§ TEXT EXCERPT:
- Born: December 31, 1968 (age 57)
- Education: University of North Carolina
- Awards: John Ware and Alvin Tarlov Career Achievement Prize (2015)
- Scientific career
- Fields: Psychometrics Public health Outcomes research
- Workplaces: University of North Carolina UNC Gillings School of Global Public Health UNC Lineberger Comprehensive Cancer Center
- Thesis: Item- and scale-level analysis of clinical and nonclinical sample responses to the MMPI-2 depression scales employing item response theory
- Doctoral advisor: David Thissen

= Bryce Reeve =

American psychometrician

Bryce Byrum Reeve III (born December 31, 1968) is an American psychometrician, outcomes research scientist, professor of Health Policy and Management at the UNC Gillings School of Global Public Health (with an adjunct appointment in the Department of Psychology and Neuroscience), and faculty expert at the UNC Lineberger Comprehensive Cancer Center. He is a prominent figure in quantitative research on improving the measurement of patient-reported health outcomes.

==Career==
A North Carolina native and graduate of Chapel Hill High School, Reeve earned a bachelor's degree with distinction from the University of North Carolina in 1994 and subsequently worked for several years as a statistical consultant in the Research Triangle area. He returned to UNC to complete a master's (1999) and PhD (2000) in the L. L. Thurstone Psychometric Laboratory under David Thissen. Reeve's doctoral dissertation used item response theory to analyze data from the Minnesota Multiphasic Personality Inventory.

Upon earning his PhD, Reeve worked as a psychometrician and Program Director at the National Cancer Institute. He joined the UNC Gillings School of Global Public Health faculty in 2010, earning tenure four years later. He is currently Full Professor in the Department of Health Policy and Management; Research Fellow at the Cecil G. Sheps Center for Health Services Research; and Adjunct Associate Professor of Quantitative Psychology in the Department of Psychology and Neuroscience.

§ TASK DESCRIPTION:
Set down the stretch of the Bryce Reeve biography from "Bryce Byrum Reeve" through "patient-reported health outcomes.", keeping every word unchanged. The lines that come next are taken from a separate source and are unrelated to the text above.

§ DATASET CONTENT:

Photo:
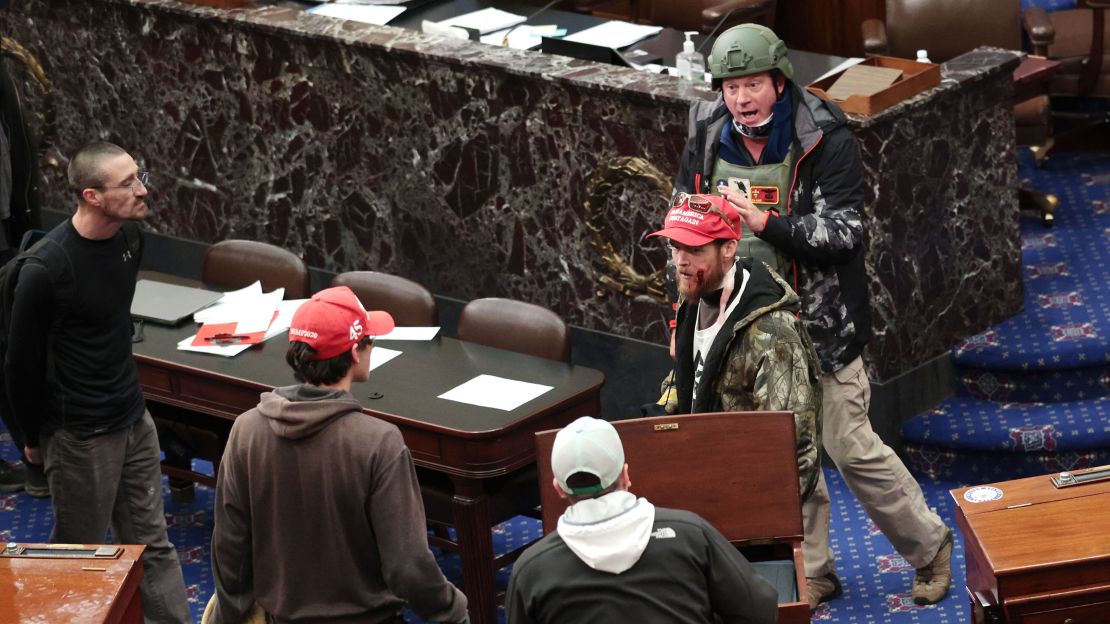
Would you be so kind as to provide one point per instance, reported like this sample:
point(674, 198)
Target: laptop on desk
point(169, 304)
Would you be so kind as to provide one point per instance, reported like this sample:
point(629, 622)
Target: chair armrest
point(748, 10)
point(875, 36)
point(1040, 29)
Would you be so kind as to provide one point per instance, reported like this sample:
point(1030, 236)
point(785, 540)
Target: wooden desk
point(58, 590)
point(471, 444)
point(1038, 555)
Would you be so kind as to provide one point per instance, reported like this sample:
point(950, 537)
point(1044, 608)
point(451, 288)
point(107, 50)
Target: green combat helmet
point(747, 49)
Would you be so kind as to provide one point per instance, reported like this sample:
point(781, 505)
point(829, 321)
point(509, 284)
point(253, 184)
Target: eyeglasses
point(140, 180)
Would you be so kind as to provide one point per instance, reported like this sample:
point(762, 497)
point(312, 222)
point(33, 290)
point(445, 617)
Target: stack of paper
point(614, 34)
point(486, 20)
point(241, 319)
point(376, 13)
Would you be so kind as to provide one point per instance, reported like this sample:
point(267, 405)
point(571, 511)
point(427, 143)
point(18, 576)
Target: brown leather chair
point(703, 16)
point(236, 263)
point(737, 470)
point(409, 303)
point(228, 265)
point(515, 325)
point(1078, 39)
point(914, 24)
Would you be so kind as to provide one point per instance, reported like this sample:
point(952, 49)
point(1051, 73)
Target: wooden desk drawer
point(1098, 613)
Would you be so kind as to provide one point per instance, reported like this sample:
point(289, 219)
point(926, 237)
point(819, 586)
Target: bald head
point(87, 167)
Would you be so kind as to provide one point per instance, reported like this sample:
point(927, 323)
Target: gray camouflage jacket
point(762, 360)
point(821, 230)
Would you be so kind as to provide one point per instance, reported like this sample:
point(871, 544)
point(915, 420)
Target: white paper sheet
point(285, 310)
point(845, 64)
point(486, 20)
point(380, 355)
point(614, 33)
point(410, 333)
point(379, 14)
point(250, 309)
point(500, 393)
point(229, 351)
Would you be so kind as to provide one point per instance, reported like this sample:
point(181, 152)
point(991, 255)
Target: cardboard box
point(916, 78)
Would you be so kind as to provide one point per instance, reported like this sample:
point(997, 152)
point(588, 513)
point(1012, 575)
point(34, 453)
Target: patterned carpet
point(1033, 392)
point(1019, 390)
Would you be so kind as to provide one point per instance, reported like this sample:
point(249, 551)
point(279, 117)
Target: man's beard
point(702, 283)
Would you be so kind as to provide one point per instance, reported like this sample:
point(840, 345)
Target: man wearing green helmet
point(790, 165)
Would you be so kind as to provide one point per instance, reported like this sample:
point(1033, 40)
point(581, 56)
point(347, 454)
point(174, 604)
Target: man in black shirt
point(73, 383)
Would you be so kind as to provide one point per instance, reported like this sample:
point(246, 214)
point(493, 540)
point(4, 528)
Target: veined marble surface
point(467, 167)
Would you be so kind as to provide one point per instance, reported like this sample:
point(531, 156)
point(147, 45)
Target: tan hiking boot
point(931, 582)
point(823, 589)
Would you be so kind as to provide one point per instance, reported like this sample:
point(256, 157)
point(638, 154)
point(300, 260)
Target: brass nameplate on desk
point(60, 551)
point(1079, 477)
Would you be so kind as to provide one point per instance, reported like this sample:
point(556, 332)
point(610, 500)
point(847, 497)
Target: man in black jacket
point(790, 165)
point(73, 384)
point(616, 557)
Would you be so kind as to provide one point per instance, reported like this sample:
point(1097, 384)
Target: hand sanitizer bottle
point(690, 64)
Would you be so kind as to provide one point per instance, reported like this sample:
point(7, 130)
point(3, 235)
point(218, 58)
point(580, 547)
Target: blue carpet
point(1033, 392)
point(876, 579)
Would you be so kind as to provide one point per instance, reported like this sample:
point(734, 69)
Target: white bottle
point(690, 64)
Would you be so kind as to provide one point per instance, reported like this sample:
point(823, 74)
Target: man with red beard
point(738, 343)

§ ANSWER TO THIS PROBLEM:
Bryce Byrum Reeve III (born December 31, 1968) is an American psychometrician, outcomes research scientist, professor of Health Policy and Management at the UNC Gillings School of Global Public Health (with an adjunct appointment in the Department of Psychology and Neuroscience), and faculty expert at the UNC Lineberger Comprehensive Cancer Center. He is a prominent figure in quantitative research on improving the measurement of patient-reported health outcomes.